# Task statement:
Filter the data below and keep only the lines that contain the string "lantern". Matching is case-sensitive.

— BEGIN Data shown —

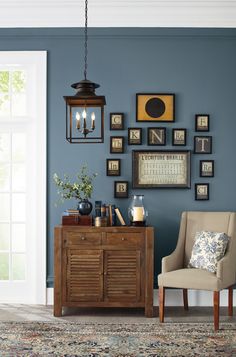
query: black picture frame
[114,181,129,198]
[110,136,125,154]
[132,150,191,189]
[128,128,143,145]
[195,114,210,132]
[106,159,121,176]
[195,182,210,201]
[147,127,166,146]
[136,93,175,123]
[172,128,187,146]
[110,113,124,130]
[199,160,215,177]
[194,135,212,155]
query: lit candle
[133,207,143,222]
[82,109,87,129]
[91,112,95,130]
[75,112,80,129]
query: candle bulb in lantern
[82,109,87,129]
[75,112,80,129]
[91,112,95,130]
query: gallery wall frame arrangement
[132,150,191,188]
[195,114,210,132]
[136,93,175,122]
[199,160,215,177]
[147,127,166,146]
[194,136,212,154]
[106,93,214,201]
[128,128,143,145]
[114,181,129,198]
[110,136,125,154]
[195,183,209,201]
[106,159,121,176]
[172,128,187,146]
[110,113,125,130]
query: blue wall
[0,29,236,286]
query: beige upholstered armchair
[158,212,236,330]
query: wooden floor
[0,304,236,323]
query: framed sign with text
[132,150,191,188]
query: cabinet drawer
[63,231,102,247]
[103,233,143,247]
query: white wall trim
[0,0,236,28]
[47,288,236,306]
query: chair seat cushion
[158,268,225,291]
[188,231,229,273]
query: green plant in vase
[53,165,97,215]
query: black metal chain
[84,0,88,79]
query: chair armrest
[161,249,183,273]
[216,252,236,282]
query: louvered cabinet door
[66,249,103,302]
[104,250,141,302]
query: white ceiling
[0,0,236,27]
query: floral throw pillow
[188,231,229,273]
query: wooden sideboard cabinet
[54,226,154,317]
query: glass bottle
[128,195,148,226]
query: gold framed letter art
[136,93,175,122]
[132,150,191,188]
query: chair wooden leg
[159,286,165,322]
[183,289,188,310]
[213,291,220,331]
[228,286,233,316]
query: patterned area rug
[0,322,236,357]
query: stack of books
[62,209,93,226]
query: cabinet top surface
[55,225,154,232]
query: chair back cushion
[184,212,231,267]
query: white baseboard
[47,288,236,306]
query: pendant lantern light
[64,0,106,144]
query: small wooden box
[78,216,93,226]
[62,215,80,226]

— END Data shown —

# The response:
query: candle bulb in lantern
query: pendant lantern light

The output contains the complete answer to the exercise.